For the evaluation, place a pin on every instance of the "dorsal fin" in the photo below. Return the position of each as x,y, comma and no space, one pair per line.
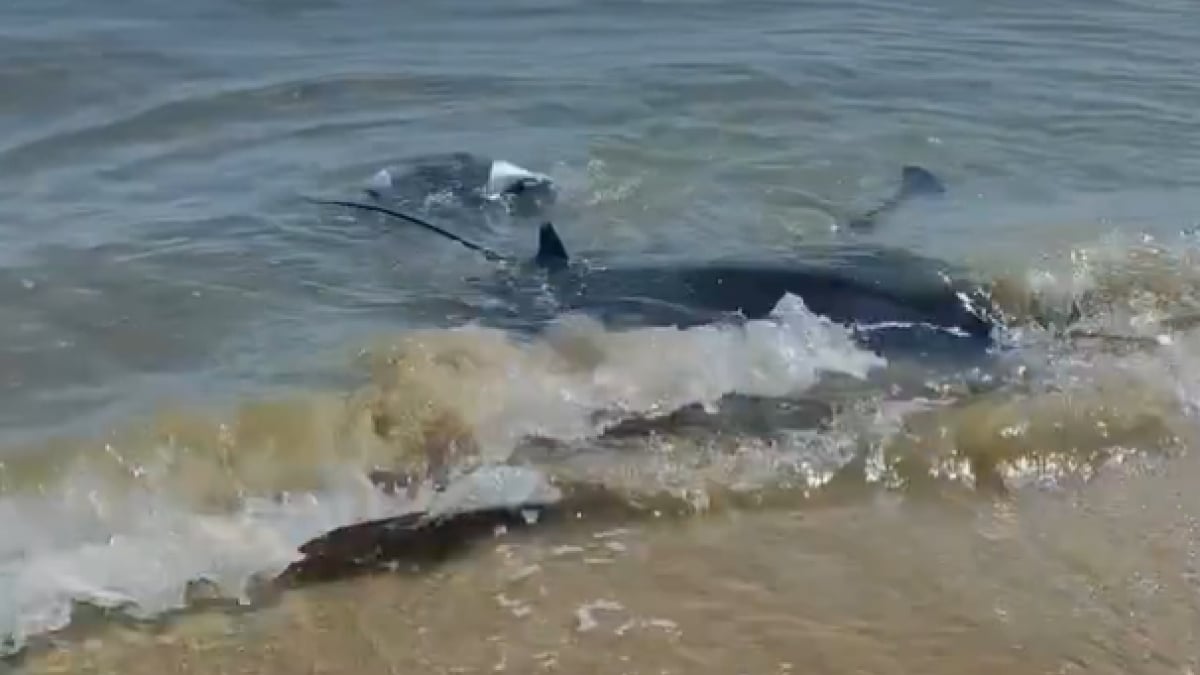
915,181
551,251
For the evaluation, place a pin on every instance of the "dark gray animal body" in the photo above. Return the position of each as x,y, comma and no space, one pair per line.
894,300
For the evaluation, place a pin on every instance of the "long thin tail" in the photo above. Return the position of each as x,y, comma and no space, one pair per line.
479,248
915,181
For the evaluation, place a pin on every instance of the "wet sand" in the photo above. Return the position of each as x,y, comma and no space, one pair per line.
1099,578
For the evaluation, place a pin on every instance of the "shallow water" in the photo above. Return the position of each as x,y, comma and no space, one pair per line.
183,339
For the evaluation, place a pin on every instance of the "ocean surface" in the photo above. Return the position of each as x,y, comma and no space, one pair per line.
191,354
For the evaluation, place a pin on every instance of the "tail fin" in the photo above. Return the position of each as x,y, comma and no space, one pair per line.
915,181
551,251
486,252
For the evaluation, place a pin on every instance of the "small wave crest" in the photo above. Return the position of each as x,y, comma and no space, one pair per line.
130,521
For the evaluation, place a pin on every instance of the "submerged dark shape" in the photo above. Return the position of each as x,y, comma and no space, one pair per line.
463,187
894,300
425,538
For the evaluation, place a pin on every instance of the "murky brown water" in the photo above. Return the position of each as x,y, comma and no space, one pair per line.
198,371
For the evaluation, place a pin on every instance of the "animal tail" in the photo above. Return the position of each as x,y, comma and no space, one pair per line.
915,181
479,248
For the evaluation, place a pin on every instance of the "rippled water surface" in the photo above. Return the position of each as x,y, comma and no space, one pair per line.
191,357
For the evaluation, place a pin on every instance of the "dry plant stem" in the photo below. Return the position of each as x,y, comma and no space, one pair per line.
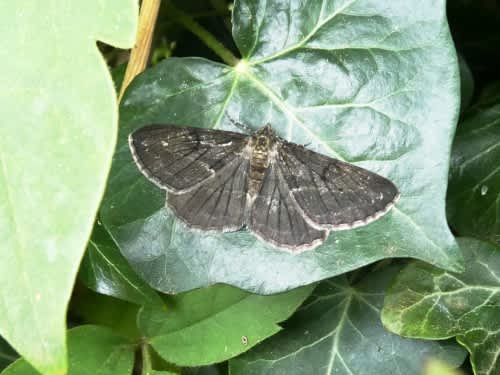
140,53
183,19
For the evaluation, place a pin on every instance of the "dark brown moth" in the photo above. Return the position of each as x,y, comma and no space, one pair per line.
282,192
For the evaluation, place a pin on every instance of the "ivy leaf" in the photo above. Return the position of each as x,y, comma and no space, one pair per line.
206,326
91,350
346,78
56,146
426,302
338,331
473,202
105,271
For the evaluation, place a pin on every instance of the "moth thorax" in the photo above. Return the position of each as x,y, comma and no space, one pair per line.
261,149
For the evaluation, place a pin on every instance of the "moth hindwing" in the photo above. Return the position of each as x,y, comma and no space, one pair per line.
282,192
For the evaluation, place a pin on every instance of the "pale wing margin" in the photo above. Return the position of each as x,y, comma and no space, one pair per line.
334,194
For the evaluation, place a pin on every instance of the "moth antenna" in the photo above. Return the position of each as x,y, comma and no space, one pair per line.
240,125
──────────
(What is expected)
Collect every line of the records above that contains the word "surface", copying each line in full.

(Written solution)
For the evaluation, place a pin on every instance of the "ocean surface" in the photo above. Return the position of each as x,y, comma and no space, one pair per line.
For the evaluation, place a pin on every instance of the "rippled water surface" in the photo above. Return the position of each as x,y, comma and no space, one pair per line.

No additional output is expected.